(Try it): Look through the records and copy each line with the string "castle" in it.

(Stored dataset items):

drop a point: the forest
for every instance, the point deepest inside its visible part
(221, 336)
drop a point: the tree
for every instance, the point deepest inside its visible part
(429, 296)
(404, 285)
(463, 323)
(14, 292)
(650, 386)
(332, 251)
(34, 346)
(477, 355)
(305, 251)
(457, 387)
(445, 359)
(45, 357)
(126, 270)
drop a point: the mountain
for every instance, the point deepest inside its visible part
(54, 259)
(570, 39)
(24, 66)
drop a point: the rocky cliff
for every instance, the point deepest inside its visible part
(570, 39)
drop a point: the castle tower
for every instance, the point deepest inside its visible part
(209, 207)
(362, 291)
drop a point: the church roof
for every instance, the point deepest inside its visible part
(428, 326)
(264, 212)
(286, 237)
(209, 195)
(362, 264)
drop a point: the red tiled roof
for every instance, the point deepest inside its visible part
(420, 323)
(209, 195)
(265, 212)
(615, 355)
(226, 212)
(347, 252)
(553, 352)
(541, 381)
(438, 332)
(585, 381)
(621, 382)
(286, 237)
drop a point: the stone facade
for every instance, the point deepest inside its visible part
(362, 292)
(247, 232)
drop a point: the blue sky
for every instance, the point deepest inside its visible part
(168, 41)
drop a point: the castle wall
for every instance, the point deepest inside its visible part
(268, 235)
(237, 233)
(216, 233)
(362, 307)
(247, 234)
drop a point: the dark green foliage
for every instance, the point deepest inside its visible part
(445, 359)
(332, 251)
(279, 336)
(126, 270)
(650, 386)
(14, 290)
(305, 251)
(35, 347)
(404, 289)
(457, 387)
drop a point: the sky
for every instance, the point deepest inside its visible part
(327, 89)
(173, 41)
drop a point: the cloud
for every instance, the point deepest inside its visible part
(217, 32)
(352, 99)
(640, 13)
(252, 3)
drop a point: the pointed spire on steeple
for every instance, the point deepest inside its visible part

(Result below):
drop a point: the castle tower
drop a point: the castle wall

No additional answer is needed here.